[Data items]

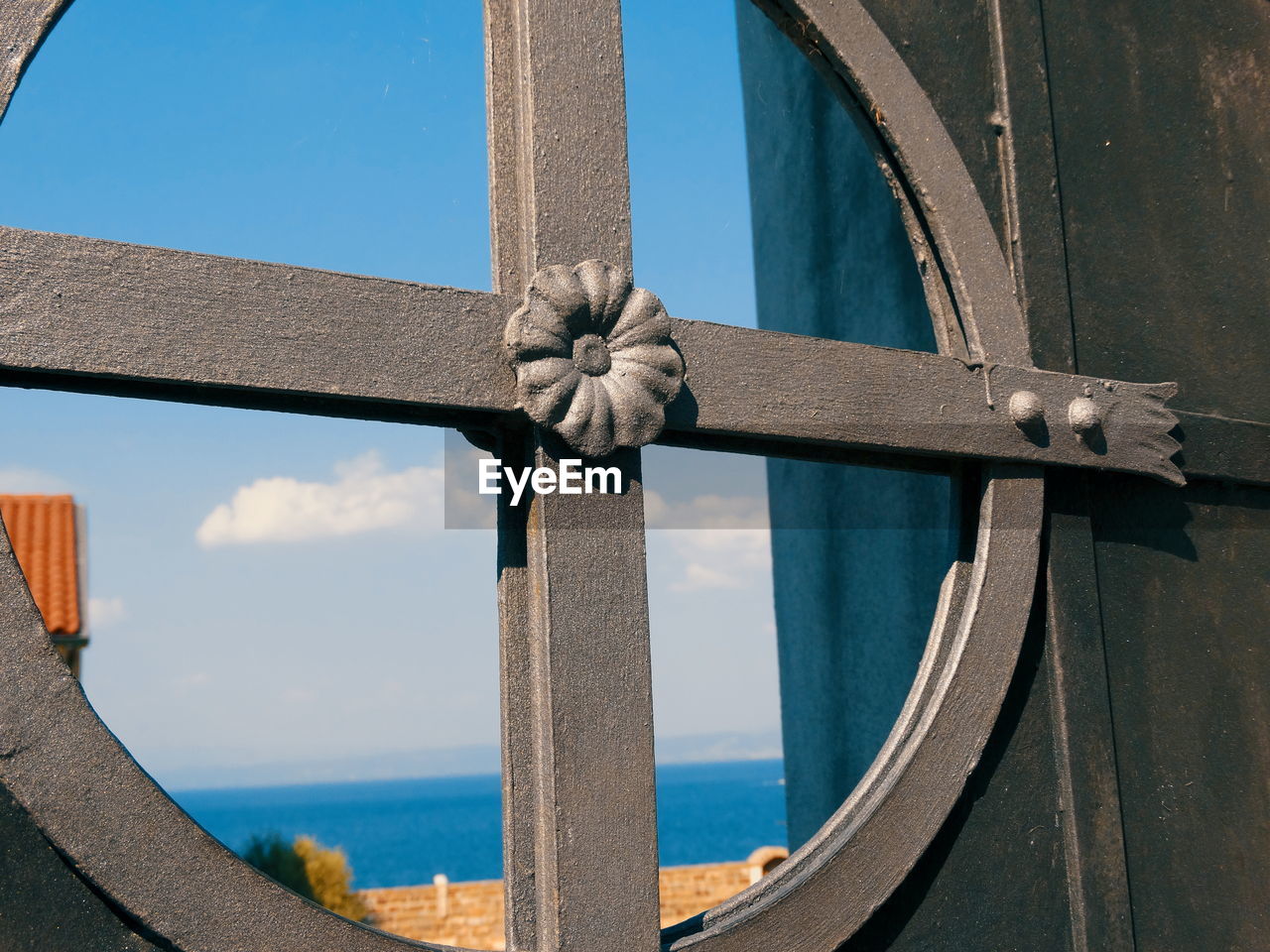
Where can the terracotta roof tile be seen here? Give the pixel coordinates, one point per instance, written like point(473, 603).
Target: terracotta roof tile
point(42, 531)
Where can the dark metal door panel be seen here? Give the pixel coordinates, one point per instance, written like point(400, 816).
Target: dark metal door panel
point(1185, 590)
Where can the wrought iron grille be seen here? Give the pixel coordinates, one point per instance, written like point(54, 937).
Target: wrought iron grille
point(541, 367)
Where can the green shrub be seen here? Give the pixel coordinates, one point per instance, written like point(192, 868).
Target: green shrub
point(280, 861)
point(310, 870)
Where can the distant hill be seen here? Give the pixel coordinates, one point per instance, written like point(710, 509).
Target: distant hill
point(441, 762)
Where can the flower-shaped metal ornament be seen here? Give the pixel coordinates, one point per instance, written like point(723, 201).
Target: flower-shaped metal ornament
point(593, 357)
---
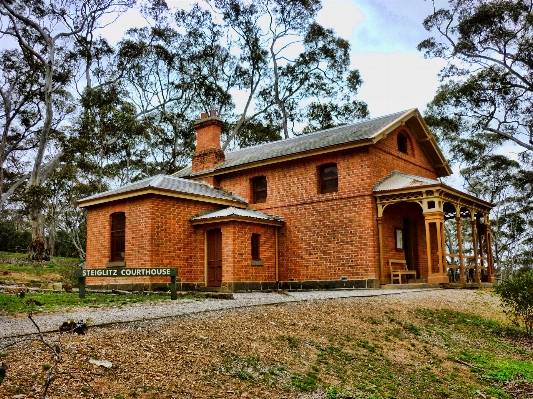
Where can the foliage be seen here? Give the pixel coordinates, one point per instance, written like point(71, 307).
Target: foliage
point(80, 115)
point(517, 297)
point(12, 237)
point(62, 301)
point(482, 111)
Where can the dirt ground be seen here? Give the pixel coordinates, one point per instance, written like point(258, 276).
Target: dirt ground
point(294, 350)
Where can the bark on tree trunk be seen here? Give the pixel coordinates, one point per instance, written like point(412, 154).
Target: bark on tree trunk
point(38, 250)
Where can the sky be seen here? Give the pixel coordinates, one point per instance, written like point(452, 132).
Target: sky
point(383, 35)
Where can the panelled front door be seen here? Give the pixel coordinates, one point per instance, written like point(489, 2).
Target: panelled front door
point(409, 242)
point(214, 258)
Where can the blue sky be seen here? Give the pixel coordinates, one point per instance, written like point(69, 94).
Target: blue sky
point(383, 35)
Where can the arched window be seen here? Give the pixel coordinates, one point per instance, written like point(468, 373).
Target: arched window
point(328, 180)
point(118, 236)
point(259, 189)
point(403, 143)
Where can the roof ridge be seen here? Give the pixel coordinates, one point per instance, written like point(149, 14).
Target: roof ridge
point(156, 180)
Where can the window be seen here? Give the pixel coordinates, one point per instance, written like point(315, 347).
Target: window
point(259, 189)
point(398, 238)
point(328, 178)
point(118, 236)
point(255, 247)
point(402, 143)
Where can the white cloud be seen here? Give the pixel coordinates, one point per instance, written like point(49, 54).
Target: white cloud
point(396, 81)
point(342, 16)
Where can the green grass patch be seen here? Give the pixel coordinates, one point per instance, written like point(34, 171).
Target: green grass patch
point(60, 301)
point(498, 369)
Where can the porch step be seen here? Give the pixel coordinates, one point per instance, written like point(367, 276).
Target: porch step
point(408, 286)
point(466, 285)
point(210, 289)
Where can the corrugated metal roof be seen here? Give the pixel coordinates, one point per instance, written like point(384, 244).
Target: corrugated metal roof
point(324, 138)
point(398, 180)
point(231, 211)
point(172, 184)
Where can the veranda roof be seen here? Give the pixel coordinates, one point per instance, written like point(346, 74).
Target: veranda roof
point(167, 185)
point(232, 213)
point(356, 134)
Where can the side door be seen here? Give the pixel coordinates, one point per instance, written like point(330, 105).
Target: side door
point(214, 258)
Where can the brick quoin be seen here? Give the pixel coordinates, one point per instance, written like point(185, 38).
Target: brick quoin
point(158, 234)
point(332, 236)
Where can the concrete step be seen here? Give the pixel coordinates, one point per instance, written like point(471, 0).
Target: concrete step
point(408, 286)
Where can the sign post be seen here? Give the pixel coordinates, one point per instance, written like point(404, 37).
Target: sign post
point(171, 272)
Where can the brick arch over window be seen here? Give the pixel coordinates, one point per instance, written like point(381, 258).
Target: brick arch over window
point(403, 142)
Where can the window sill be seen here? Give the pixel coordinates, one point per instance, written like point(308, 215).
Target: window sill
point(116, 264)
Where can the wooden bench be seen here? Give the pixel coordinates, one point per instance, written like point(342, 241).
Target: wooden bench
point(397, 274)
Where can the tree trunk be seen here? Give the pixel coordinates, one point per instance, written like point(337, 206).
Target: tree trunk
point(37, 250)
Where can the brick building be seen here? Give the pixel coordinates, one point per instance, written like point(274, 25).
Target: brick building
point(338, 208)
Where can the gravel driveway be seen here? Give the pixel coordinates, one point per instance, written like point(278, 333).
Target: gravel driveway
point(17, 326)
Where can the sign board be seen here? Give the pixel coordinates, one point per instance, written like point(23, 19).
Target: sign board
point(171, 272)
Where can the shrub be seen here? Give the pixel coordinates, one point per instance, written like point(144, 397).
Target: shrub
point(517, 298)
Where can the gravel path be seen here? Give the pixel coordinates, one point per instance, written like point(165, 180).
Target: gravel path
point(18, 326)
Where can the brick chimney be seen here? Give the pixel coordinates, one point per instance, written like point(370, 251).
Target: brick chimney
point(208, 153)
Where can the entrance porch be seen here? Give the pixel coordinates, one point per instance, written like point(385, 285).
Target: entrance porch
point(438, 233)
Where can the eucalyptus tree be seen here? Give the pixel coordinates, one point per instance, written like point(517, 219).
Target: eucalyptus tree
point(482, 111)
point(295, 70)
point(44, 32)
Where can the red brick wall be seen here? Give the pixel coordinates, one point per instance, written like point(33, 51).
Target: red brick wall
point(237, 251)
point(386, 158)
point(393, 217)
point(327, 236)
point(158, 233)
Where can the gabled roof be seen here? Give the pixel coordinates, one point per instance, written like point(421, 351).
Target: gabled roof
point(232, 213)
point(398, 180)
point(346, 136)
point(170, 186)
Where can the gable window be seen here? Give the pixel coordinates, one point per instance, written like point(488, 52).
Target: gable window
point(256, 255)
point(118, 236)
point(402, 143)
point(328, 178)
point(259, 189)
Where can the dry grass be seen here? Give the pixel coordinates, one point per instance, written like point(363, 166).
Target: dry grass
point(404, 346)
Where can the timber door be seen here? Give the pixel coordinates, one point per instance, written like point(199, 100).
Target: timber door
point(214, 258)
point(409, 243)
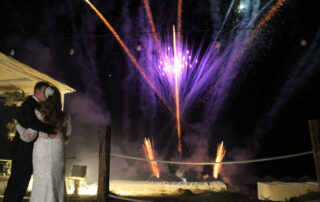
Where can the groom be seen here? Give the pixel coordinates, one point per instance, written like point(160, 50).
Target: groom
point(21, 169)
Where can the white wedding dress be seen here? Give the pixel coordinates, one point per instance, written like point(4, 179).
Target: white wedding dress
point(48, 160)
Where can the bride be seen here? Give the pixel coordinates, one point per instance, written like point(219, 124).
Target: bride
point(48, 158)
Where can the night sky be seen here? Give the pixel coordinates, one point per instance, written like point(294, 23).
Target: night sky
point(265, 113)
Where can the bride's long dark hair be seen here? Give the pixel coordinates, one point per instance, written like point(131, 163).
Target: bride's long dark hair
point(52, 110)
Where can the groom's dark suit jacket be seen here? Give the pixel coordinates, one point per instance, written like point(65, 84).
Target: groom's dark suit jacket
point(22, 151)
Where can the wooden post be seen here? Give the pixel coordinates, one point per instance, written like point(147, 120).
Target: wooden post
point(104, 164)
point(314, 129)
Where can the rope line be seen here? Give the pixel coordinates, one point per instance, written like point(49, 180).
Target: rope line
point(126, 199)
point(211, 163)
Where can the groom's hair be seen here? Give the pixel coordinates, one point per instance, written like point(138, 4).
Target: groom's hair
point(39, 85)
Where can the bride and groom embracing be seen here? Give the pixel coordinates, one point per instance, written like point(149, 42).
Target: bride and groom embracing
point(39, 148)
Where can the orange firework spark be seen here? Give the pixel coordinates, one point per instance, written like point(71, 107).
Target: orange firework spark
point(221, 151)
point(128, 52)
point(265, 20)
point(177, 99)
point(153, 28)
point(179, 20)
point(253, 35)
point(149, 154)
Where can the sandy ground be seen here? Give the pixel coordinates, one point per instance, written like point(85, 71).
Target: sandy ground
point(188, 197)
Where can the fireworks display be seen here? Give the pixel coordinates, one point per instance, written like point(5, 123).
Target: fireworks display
* * *
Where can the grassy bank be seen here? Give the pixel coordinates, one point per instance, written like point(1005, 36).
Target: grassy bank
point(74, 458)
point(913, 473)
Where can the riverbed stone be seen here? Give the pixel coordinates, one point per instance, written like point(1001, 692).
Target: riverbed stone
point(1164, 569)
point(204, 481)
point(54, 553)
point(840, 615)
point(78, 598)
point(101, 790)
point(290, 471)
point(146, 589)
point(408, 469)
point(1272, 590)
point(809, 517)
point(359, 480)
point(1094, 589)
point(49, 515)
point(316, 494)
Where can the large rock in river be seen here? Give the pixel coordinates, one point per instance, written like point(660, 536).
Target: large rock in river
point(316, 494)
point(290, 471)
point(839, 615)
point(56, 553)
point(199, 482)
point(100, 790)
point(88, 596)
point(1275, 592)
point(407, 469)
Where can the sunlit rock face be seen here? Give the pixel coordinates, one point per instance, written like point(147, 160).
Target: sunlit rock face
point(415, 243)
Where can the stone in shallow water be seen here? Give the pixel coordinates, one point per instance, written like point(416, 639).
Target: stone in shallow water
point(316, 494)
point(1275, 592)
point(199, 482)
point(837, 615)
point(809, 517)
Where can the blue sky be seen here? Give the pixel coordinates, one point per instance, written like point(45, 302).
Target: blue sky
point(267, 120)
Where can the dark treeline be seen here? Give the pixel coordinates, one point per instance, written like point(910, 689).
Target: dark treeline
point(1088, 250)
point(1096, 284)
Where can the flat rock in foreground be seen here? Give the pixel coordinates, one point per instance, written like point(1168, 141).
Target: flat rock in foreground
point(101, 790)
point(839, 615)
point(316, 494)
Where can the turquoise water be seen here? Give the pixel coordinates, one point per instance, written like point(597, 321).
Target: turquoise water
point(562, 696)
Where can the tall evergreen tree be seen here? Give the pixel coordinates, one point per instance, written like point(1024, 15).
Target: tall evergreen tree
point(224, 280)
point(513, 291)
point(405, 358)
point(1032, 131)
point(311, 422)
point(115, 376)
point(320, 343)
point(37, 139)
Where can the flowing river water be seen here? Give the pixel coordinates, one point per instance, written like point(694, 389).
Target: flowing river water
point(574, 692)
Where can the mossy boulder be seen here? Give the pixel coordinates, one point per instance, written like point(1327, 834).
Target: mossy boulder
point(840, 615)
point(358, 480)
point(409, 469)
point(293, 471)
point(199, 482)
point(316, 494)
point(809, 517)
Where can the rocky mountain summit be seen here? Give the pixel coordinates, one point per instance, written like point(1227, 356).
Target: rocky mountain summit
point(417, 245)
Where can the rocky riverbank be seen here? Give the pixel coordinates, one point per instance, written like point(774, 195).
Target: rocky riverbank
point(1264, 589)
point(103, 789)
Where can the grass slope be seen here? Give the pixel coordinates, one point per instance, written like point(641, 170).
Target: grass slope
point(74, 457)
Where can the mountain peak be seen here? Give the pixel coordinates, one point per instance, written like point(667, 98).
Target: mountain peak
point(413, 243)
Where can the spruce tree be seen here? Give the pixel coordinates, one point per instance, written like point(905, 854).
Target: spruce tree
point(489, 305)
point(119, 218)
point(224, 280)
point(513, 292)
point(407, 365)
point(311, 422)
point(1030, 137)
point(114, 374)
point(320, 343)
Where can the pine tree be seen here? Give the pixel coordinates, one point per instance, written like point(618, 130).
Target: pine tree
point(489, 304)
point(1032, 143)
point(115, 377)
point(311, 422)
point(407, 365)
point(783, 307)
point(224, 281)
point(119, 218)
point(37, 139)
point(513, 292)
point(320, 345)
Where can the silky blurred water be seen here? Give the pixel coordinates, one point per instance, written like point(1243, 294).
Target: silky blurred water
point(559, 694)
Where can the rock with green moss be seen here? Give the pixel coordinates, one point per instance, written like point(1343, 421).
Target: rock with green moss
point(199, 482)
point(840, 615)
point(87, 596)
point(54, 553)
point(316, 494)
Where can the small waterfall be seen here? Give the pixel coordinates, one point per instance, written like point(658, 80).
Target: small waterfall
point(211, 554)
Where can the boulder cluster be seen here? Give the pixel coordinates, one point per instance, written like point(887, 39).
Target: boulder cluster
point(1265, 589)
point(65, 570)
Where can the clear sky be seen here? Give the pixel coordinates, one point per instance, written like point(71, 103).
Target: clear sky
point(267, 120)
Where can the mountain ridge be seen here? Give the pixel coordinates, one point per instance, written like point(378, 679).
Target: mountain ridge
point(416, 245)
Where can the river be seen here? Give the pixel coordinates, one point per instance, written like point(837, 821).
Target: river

→ **WHAT YOU WILL DO**:
Arrange the part of the material above that opens with the line containing "Where can the orange" and closes with the line containing "point(149, 154)", both lines included, as a JSON list of strings with one string per line and any blank lines left out.

→ **CORRECT ANSWER**:
[
  "Where can the orange firework spark be seen here? Give the pixel coordinates, one point per instance, written like point(71, 107).",
  "Target: orange firework spark",
  "point(221, 151)",
  "point(128, 52)",
  "point(265, 20)",
  "point(177, 99)",
  "point(153, 28)",
  "point(179, 20)",
  "point(253, 35)",
  "point(149, 154)"
]